- Document text
The recovery plan proposes to focus on renewables and hydrogen in parallel, saying both are needed for deep decarbonisation.
Without sustained growth of the renewables market, there is no future for clean hydrogen in Europe while sustainable hydrogen technology has a critical role to play in decarbonising the economy, the document says.
On renewables, key aspects of the recovery plan include:
An EU tendering scheme for renewable electricity projects worth 15 GW over 2 years, with a total capital investment of 25 billion. Support for national schemes with 10 billion over two years, using co-financing by the European Investment Bank (EIB). For clean hydrogen, the Commission intends to:
Double the amount of funding for clean hydrogen research and innovation, currently standing at 650 million. A further 10 billion over the next ten years involving co-financing to substantially reduce risks of large and complex projects such as hydrogen. In order to scale up production of clean hydrogen, the Commission also intends to launch a 1 Million ton of clean hydrogen commitment.
That will include a carbon contracts for difference (CCfD) pilot scheme aimed at supporting production of clean hydrogen. The scheme is similar to tendering systems for renewable power, and could pay the difference between CO2 strike price and actual CO2 price in the ETS in order to bridge the cost gap between conventional and decarbonised hydrogen.
A fund worth 10 billion per year, administered by the EIB, would also be set up to grant loans for hydrogen infrastructure.

- What to produce
Set down the stretch of the recovery plan text from "The recovery plan proposes" through "the document says." word for word.

- Source data
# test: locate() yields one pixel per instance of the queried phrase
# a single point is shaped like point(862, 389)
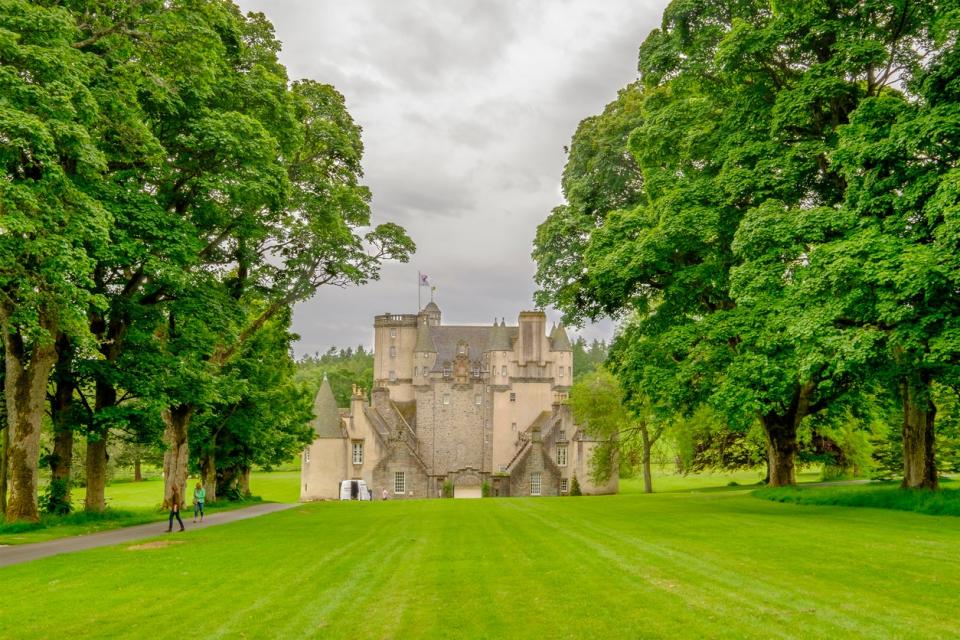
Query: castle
point(455, 408)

- Solution to this exercise
The recovery plan proposes to focus on renewables and hydrogen in parallel, saying both are needed for deep decarbonisation.
Without sustained growth of the renewables market, there is no future for clean hydrogen in Europe while sustainable hydrogen technology has a critical role to play in decarbonising the economy, the document says.